◆ TASK DESCRIPTION:
Transcribe every line exactly and omit anything that is a picture.

◆ DATA FOR THIS EXERCISE:
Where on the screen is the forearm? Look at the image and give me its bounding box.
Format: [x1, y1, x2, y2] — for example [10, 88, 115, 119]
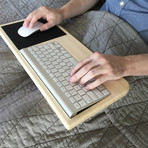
[59, 0, 98, 20]
[124, 54, 148, 76]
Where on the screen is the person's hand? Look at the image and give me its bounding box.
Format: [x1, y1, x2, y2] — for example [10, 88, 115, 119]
[70, 52, 126, 90]
[23, 6, 63, 31]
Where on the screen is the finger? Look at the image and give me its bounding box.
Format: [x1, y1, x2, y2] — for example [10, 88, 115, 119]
[70, 57, 91, 76]
[40, 21, 54, 31]
[79, 65, 107, 85]
[23, 10, 37, 27]
[29, 13, 42, 28]
[85, 75, 109, 90]
[70, 60, 94, 83]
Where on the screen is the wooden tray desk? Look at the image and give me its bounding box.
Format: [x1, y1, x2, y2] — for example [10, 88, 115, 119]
[0, 20, 129, 130]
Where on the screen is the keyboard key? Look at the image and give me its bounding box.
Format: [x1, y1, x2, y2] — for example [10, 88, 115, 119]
[83, 95, 92, 104]
[74, 102, 80, 109]
[79, 100, 86, 107]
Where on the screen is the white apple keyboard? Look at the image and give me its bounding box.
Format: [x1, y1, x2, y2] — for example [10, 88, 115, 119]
[21, 42, 111, 118]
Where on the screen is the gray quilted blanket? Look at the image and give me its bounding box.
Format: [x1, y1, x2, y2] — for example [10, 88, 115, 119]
[0, 0, 148, 148]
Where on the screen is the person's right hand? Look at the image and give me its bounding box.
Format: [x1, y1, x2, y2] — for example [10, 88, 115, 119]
[23, 6, 63, 31]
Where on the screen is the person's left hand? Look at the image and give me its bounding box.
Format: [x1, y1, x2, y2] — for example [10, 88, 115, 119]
[70, 52, 126, 90]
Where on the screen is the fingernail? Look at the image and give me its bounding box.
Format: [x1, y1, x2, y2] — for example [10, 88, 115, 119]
[70, 77, 74, 83]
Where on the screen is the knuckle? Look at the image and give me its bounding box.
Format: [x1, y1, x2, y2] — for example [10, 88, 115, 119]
[93, 52, 100, 58]
[89, 69, 96, 76]
[39, 6, 47, 10]
[84, 65, 89, 71]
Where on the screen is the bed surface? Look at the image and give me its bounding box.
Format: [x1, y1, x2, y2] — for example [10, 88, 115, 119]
[0, 0, 148, 148]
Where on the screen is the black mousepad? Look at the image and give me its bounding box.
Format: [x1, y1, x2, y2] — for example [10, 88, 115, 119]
[2, 20, 66, 50]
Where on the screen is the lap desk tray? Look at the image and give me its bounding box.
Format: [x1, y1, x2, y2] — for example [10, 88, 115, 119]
[0, 20, 129, 130]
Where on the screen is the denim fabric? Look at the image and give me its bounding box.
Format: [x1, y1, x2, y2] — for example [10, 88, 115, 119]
[101, 0, 148, 44]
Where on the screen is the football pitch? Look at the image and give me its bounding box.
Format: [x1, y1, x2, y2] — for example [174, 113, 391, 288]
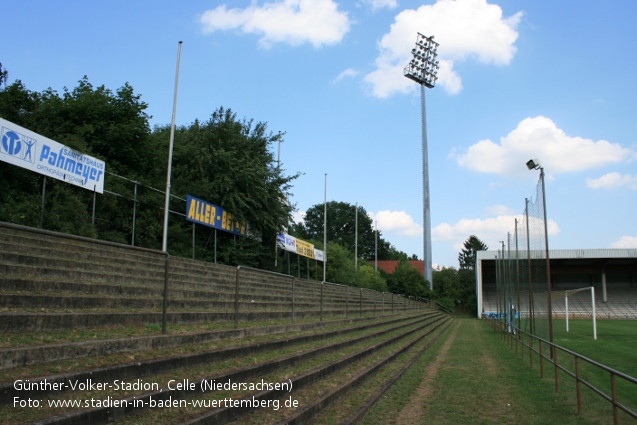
[553, 319, 637, 420]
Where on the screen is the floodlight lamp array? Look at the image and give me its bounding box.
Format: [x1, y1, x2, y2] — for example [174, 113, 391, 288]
[404, 33, 440, 88]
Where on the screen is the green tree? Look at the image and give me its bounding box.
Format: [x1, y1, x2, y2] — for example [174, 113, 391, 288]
[152, 107, 299, 268]
[0, 77, 153, 242]
[458, 235, 489, 270]
[325, 241, 356, 285]
[0, 62, 9, 87]
[356, 263, 387, 292]
[387, 259, 431, 298]
[291, 201, 407, 260]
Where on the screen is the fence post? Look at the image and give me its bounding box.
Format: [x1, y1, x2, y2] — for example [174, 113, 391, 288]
[161, 252, 170, 335]
[529, 333, 533, 367]
[321, 282, 324, 322]
[345, 285, 349, 318]
[551, 345, 560, 393]
[610, 372, 619, 425]
[234, 266, 241, 329]
[539, 339, 544, 378]
[575, 356, 582, 415]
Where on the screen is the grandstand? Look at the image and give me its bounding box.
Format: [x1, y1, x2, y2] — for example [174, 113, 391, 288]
[476, 249, 637, 320]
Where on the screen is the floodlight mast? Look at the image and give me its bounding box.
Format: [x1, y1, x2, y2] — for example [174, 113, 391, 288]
[404, 33, 440, 290]
[526, 159, 553, 352]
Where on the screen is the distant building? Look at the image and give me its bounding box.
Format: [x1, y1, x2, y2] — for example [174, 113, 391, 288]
[369, 260, 425, 276]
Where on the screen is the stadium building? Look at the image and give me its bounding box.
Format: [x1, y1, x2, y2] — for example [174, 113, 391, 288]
[476, 249, 637, 319]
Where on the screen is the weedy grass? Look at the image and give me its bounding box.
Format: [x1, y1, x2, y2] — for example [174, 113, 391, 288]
[363, 319, 612, 425]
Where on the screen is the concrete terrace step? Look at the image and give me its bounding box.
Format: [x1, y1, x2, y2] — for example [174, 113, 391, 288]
[0, 317, 445, 424]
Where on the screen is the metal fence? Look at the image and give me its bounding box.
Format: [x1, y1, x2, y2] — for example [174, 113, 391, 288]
[484, 317, 637, 425]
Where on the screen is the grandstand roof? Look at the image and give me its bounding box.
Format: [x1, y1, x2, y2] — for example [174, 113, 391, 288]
[476, 248, 637, 317]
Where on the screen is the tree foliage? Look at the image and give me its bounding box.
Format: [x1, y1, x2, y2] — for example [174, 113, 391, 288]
[0, 75, 298, 268]
[458, 235, 489, 270]
[293, 201, 407, 260]
[0, 69, 427, 296]
[387, 259, 431, 298]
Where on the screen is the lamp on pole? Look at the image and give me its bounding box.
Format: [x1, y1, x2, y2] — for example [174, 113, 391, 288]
[404, 33, 440, 290]
[526, 159, 553, 348]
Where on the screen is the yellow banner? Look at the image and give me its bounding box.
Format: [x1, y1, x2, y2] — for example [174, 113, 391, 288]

◆ FINISHED EXERCISE:
Where on the screen is the forearm? Look at the image and give me its bounding box.
Format: [x1, y1, x2, y2] — for example [10, 88, 115, 119]
[59, 0, 98, 20]
[124, 54, 148, 76]
Where on the screen is the person's hand? Look at the image and give me its bounding box.
Format: [x1, y1, x2, y2] — for example [10, 88, 115, 119]
[70, 52, 126, 90]
[23, 6, 63, 31]
Where on the screen is the finger? Look at the image and give me its bounding box.
Format: [x1, y1, x2, y2] — for example [10, 88, 115, 119]
[70, 57, 91, 76]
[40, 21, 54, 31]
[79, 65, 107, 85]
[23, 10, 37, 27]
[29, 13, 42, 28]
[85, 75, 109, 90]
[70, 60, 94, 83]
Where on the screen is the wooden tray desk? Look at the image and give me its bounding box.
Format: [x1, y1, x2, y2] — for example [10, 88, 115, 119]
[0, 20, 129, 130]
Where on the screen is the keyboard key? Look at the image and give me its bounding box.
Format: [x1, y1, x2, y2] — for example [10, 88, 115, 119]
[83, 95, 92, 104]
[74, 102, 80, 109]
[79, 100, 86, 107]
Where on the screen is the white apple keyboard? Look at the image and give me its bounding box.
Format: [x1, y1, x2, y2] — for example [10, 88, 115, 119]
[21, 42, 111, 118]
Where on the screen is the gray quilted blanket? Look at the image and give me its bounding box.
Format: [x1, y1, x2, y2] — for example [10, 88, 115, 119]
[0, 0, 148, 148]
Where on the screen is the person's right hand? Look at the image and give me its bounding box.
Format: [x1, y1, x2, y2] — for example [10, 88, 115, 119]
[23, 6, 63, 31]
Where on the screen is the person's left hand? Look at the image and give me its bounding box.
Format: [x1, y1, x2, y2] — for example [10, 88, 115, 119]
[70, 52, 126, 90]
Where on the screen is the fingernail? Look at the image and give me its bounding box.
Format: [x1, y1, x2, y2] — for example [10, 88, 115, 119]
[70, 77, 74, 83]
Where on the screen is the knuckle? Look at the image and give me its bounding box.
Format: [x1, y1, x2, y2] — for example [10, 88, 115, 119]
[93, 52, 100, 58]
[89, 69, 96, 76]
[39, 6, 47, 10]
[84, 65, 89, 71]
Where on the screen is the bed surface? Look at the image and give me its bounding box.
Format: [x1, y1, x2, y2] — for example [10, 88, 115, 119]
[0, 0, 148, 148]
Where on the screen is the black mousepad? Look at the image and give me its bounding box.
Format: [x1, y1, x2, y2] — for example [10, 88, 115, 119]
[2, 20, 66, 50]
Where on the screen is the lap desk tray? Look at the image and give me its bounding box.
Format: [x1, y1, x2, y2] — for example [10, 88, 115, 119]
[0, 20, 129, 130]
Where on the screen is the denim fabric? Look at the image and give me its bounding box.
Format: [x1, y1, x2, y2] — for example [10, 88, 115, 119]
[101, 0, 148, 44]
Where on the screen is the football pitch? Look at the image and give me its bounding box.
Format: [x1, y1, x2, y2] — for example [174, 113, 391, 288]
[553, 319, 637, 420]
Where on the screen is the floodlight lamp array? Look at the image and give me its bounding box.
Format: [x1, y1, x2, y2] — for example [174, 113, 391, 288]
[404, 33, 440, 88]
Where on the screen is the green tree? Look at the image and give me its bounding box.
Format: [x1, y1, x2, y2] — for example [174, 113, 391, 288]
[152, 107, 299, 268]
[0, 77, 153, 242]
[458, 235, 489, 270]
[325, 241, 356, 285]
[0, 62, 9, 87]
[356, 263, 387, 292]
[387, 259, 431, 298]
[291, 201, 407, 260]
Where on the screen is the fence post? Look at the image and give me its bounding box.
Format: [x1, y1, x2, y2] — for example [174, 113, 391, 288]
[161, 252, 170, 335]
[529, 333, 533, 367]
[321, 282, 324, 322]
[345, 285, 349, 318]
[551, 345, 560, 393]
[610, 372, 619, 425]
[234, 266, 241, 329]
[539, 339, 544, 378]
[575, 356, 582, 415]
Where on the screen is the grandstand? Look at the image and give me its bounding box.
Format: [x1, y1, x2, y2] — for example [174, 113, 391, 288]
[476, 249, 637, 320]
Where on the screen is the floodlight mast? Look at the image and give me its bounding box.
Format: [x1, y1, x2, y2] — for example [174, 113, 391, 288]
[404, 33, 440, 290]
[526, 159, 553, 352]
Where on the screen is the distant building? Look at the image and give me its bounding box.
Format: [x1, y1, x2, y2] — for example [174, 113, 391, 288]
[369, 260, 425, 276]
Where on the screen is the stadium building? Look at the image and give me its bounding box.
Format: [x1, y1, x2, y2] — for example [174, 113, 391, 288]
[476, 249, 637, 319]
Where on the screen is the weedy grass? Look at the image and give me its bounding box.
Format: [x1, y1, x2, y2] — for example [174, 113, 391, 288]
[363, 319, 612, 425]
Where on the screen is the concrete terrace step? Look at the image and give me its bounding box.
Format: [x1, y1, x2, y2] — for example [174, 113, 391, 288]
[0, 317, 445, 424]
Where on the screen is the metal fence? Look at the image and give me its bounding box.
Format: [x1, y1, x2, y2] — for example [174, 113, 391, 288]
[484, 317, 637, 425]
Where on the screen is the grandstand roof? Look at the image and give me its bounding box.
Format: [x1, y1, x2, y2] — for example [174, 113, 391, 288]
[476, 248, 637, 317]
Where on the screen is the tree foliage? Look at the image and give me its bounding box.
Format: [x1, y1, x2, y2] — for example [174, 113, 391, 288]
[0, 75, 298, 268]
[458, 235, 489, 270]
[293, 201, 407, 260]
[0, 69, 427, 296]
[387, 259, 431, 298]
Where on the screen is the lamp on pole? Look at the image and give me its bounding box.
Format: [x1, y1, x2, y2] — for example [174, 113, 391, 288]
[404, 33, 440, 290]
[526, 159, 553, 348]
Where on the screen is the yellow banner? Look at the image and give me its bounding box.
Format: [x1, y1, x2, y2] — for example [174, 113, 391, 288]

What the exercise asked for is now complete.